- [INSTRUCTIONS FOR THE TASK] Copy each of the following entries back without change.

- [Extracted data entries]
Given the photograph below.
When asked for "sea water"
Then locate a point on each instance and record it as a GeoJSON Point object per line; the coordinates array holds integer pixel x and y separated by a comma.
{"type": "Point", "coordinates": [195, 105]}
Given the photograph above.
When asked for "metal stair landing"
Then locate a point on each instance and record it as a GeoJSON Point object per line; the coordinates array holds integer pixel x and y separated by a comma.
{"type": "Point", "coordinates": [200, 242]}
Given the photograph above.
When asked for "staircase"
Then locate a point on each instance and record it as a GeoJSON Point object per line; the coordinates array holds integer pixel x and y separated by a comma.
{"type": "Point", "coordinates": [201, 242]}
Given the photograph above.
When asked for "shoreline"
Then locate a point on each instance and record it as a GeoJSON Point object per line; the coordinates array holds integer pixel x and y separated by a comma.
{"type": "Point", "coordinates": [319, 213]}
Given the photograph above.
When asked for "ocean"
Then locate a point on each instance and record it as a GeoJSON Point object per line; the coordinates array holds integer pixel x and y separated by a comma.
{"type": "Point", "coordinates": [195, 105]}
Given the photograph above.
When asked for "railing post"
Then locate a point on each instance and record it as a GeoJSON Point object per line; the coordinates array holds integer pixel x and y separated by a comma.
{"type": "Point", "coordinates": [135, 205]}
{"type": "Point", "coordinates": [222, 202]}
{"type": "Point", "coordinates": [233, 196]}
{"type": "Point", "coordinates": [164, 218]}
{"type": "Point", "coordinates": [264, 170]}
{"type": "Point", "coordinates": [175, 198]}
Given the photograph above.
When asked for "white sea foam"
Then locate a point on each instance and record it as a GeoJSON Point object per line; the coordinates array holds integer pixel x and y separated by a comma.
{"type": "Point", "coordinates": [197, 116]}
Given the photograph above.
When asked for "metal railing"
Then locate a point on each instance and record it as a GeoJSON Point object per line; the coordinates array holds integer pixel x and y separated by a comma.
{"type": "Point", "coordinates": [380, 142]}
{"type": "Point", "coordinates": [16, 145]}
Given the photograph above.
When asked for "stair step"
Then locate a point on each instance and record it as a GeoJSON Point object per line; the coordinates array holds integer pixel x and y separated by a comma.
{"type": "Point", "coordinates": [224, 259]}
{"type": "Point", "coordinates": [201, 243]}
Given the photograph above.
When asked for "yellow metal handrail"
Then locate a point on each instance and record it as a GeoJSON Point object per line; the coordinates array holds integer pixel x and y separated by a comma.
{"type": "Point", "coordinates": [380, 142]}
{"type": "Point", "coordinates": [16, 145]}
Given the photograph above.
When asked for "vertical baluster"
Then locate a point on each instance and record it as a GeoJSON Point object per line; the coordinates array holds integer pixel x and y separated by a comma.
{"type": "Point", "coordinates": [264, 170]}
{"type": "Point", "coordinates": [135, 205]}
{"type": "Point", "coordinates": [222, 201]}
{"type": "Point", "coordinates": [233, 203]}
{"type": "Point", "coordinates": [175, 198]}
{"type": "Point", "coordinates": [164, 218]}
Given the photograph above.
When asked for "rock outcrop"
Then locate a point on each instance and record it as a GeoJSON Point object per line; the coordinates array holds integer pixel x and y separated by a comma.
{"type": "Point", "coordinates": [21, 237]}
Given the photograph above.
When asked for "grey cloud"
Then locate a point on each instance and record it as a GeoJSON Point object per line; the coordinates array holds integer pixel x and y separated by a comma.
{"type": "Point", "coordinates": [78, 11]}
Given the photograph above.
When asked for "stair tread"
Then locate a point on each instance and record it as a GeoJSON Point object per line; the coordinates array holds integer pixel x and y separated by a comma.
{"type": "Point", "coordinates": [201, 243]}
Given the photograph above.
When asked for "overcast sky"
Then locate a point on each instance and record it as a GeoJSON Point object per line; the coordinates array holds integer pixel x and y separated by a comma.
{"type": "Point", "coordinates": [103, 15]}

- [OUTPUT FOR THIS TASK]
Given the photograph below.
When asked for "sea water"
Then locate a point on each instance and record it as a GeoJSON Point object per line; the coordinates array holds integer pixel x and y separated by a comma.
{"type": "Point", "coordinates": [195, 105]}
Given the photograph above.
When asked for "metal stair landing"
Then locate a point on each instance and record it as a GeoJSON Point object per line; the coordinates array holds integer pixel x and y separated by a comma.
{"type": "Point", "coordinates": [200, 242]}
Given the photograph above.
When asked for "staircase"
Then locate a point on each instance and record it as a GeoJSON Point object per line; the coordinates array holds integer pixel x and y separated by a comma.
{"type": "Point", "coordinates": [201, 242]}
Given the photograph above.
When asked for "shoreline"
Then locate a point on each instance and record it as a GeoJSON Point object per line; the coordinates array holds integer pixel x and y separated by a comma.
{"type": "Point", "coordinates": [319, 213]}
Given the photograph above.
When asked for "ocean"
Then locate a point on each instance and record it as a GeoJSON Point object per line; the coordinates array holds integer pixel x and y separated by a comma.
{"type": "Point", "coordinates": [195, 105]}
Given the photograph above.
When asked for "railing post"
Then locate a point on each instance and record it as a GeoJSON Point object per line; the coordinates array holds integer pixel x and y separated by a comma.
{"type": "Point", "coordinates": [135, 205]}
{"type": "Point", "coordinates": [222, 202]}
{"type": "Point", "coordinates": [233, 196]}
{"type": "Point", "coordinates": [164, 218]}
{"type": "Point", "coordinates": [264, 170]}
{"type": "Point", "coordinates": [175, 198]}
Given the photograph above.
When asked for "white sea foam"
Then locate a point on each instance and record it as a GeoJSON Point object per line; the coordinates array holds integer pixel x and y separated by a comma.
{"type": "Point", "coordinates": [197, 116]}
Given the photograph above.
When asked for "metal railing"
Then locate a point on each instance and record it as a GeoJSON Point object per line; the coordinates array holds integer pixel x and y separated by a comma.
{"type": "Point", "coordinates": [380, 142]}
{"type": "Point", "coordinates": [16, 145]}
Given the photograph above.
When asked for "stair step"
Then locate a point on each instance and record it as a GeoJSON Point object per line; the coordinates array holds integer pixel x and y separated by a comma.
{"type": "Point", "coordinates": [224, 259]}
{"type": "Point", "coordinates": [201, 243]}
Given the photograph above.
When asked for "yellow metal handrail"
Then locate a point on each instance and record it as a GeoJSON Point object per line; the coordinates array holds integer pixel x and y separated by a comma.
{"type": "Point", "coordinates": [380, 142]}
{"type": "Point", "coordinates": [16, 145]}
Given the photograph above.
When asked for "vertical baluster"
Then locate a point on each instance and record it as a GeoJSON Point object per line; the coordinates array holds integer pixel x and y separated by a comma.
{"type": "Point", "coordinates": [264, 170]}
{"type": "Point", "coordinates": [135, 205]}
{"type": "Point", "coordinates": [222, 201]}
{"type": "Point", "coordinates": [233, 203]}
{"type": "Point", "coordinates": [175, 198]}
{"type": "Point", "coordinates": [164, 218]}
Given the photograph above.
When asked for "rock outcrop"
Then locate a point on each instance and record it as a GeoJSON Point object per line; the coordinates array holds integer pixel x and y separated by a comma.
{"type": "Point", "coordinates": [21, 237]}
Given the photograph above.
When asked for "grey cloud"
Then locate a point on each instance and record it as a GeoJSON Point object per line; the coordinates array holds integer pixel x and y separated by a comma.
{"type": "Point", "coordinates": [78, 11]}
Given the photograph above.
When asked for "stair tread"
Then locate a point on each instance and record it as a GeoJSON Point object per line; the coordinates array holds integer pixel x and y separated by a comma.
{"type": "Point", "coordinates": [201, 243]}
Given the photograph above.
When asked for "overcast sky"
Then locate a point on each instance and record it as a GeoJSON Point object per line; the coordinates array holds integer pixel x and y separated by a comma.
{"type": "Point", "coordinates": [103, 15]}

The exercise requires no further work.